• Required tasks:
1. In the mailing-list excerpt, which function in arch/i386/kernel/traps.c should optionally call panic() rather than do_exit()?
2. List every distinct setting name that appears in the watchdog configuration in the mailing-list excerpt.
3. Quote the mailing-list excerpt, starting with "It makes sense." and going on through "Miller @ 2003-04-02 21:51 UTC (permalink / raw)".

• Excerpted text:
____________

On Wednesday 02 April 2003 21:07, you wrote:

> > hm, I don't think, that watchdog will catch this, because the
> > userspace-watchdog daemon will still be running properly in a crash
> > case (or did I understand something wrong?)
>
> Unless you configure it to stat your filesystems, like in:
>
>   watchdog-device         = /dev/misc/watchdog
>   realtime                = yes
>   priority                = 99
>   admin                   =
>   file                    = /
>   file                    = /var
>   file                    = /usr
>   ...

Yes that's true. I didn't remember this option.
With this, watchdog would be a solution of russel's problem,
without writing some kernel-error-handling for it.

Regards Michael Buesch.

-- 
-------------
My homepage: http://www.8ung.at/tuxsoft
fighting for peace is like fu**ing for virginity


^ permalink raw reply	[flat|nested] 10+ messages in thread

* Re: subsystem crashes reboot system?
  2003-04-02 17:49 subsystem crashes reboot system? Russell Miller
  2003-04-02 18:06 ` Mitch Adair
@ 2003-04-02 21:51 ` Andrew Morton
  2003-04-02 21:51   ` Russell Miller
  1 sibling, 1 reply; 10+ messages in thread
From: Andrew Morton @ 2003-04-02 21:51 UTC (permalink / raw)
  To: Russell Miller; +Cc: linux-kernel

Russell Miller <rmiller@duskglow.com> wrote:
>
> Since this was an assertion that failed, one would think that bringing the 
> system down automatically in an orderly - then, if that fails, disorderly - 
> fashion would be possible.

The way to handle this is to make arch/i386/kernel/traps.c:die() optionally
call panic() rather than do_exit().

It makes sense.  It does mean that we now have zero chance of the diagnostic
info making it to the system logs.


^ permalink raw reply	[flat|nested] 10+ messages in thread

* Re: subsystem crashes reboot system?
  2003-04-02 21:51 ` Andrew Morton
@ 2003-04-02 21:51   ` Russell Miller
  2003-04-02 22:13     ` Andrew Morton
  0 siblings, 1 reply; 10+ messages in thread
From: Russell Miller @ 2003-04-02 21:51 UTC (permalink / raw)

____________

Region pointing data
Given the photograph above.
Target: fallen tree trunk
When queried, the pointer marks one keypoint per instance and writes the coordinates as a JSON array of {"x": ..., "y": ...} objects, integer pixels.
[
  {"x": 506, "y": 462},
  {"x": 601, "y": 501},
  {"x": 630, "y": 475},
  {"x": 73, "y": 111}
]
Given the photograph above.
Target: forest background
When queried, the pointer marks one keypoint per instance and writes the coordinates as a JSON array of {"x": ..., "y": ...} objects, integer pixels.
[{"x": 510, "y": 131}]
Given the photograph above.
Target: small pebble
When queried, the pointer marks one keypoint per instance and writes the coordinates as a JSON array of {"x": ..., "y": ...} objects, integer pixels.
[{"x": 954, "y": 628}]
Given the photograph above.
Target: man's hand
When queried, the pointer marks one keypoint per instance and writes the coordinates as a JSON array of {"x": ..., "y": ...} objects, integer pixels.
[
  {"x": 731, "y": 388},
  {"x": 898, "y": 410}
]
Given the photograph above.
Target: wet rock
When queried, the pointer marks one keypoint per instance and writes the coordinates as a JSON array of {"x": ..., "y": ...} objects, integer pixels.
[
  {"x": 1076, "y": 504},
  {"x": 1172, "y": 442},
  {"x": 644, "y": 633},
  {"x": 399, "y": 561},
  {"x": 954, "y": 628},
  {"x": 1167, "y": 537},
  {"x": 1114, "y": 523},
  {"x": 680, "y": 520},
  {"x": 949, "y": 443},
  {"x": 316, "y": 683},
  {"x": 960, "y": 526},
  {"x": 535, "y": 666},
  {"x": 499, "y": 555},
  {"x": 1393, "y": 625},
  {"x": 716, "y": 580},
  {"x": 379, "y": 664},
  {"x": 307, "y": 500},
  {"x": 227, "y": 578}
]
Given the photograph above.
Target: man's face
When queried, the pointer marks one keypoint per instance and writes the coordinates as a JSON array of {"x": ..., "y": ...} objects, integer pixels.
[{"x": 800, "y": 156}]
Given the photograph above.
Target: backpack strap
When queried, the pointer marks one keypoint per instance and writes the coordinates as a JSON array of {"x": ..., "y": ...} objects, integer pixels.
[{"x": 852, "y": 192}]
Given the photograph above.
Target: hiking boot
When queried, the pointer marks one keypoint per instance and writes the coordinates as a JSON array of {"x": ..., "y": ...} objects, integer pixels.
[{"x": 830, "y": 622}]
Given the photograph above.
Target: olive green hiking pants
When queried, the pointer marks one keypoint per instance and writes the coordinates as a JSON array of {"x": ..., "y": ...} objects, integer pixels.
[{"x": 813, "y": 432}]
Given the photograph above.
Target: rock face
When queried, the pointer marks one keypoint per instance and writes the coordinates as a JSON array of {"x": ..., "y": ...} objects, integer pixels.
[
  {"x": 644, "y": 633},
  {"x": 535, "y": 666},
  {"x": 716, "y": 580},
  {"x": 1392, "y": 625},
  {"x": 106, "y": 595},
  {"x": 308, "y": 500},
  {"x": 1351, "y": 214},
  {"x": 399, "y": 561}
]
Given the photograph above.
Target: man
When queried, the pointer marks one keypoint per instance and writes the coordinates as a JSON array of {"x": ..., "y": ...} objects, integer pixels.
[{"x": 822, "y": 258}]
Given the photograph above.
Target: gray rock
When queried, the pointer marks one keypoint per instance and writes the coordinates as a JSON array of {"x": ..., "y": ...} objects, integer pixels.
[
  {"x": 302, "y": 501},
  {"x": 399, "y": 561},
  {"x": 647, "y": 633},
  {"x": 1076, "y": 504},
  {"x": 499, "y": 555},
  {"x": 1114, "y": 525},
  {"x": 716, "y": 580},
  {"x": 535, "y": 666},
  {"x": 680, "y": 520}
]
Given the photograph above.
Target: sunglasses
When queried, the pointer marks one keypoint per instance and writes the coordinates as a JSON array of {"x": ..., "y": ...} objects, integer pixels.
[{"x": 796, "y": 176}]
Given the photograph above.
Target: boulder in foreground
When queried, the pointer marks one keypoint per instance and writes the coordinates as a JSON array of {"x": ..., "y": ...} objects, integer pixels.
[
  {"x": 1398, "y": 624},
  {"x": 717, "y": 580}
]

____________

• Answers per task:
1. die()

2. watchdog-device, realtime, priority, admin, file

3.
It makes sense.  It does mean that we now have zero chance of the diagnostic
info making it to the system logs.


^ permalink raw reply	[flat|nested] 10+ messages in thread

* Re: subsystem crashes reboot system?
  2003-04-02 21:51 ` Andrew Morton
@ 2003-04-02 21:51   ` Russell Miller
  2003-04-02 22:13     ` Andrew Morton
  0 siblings, 1 reply; 10+ messages in thread
From: Russell Miller @ 2003-04-02 21:51 UTC (permalink / raw)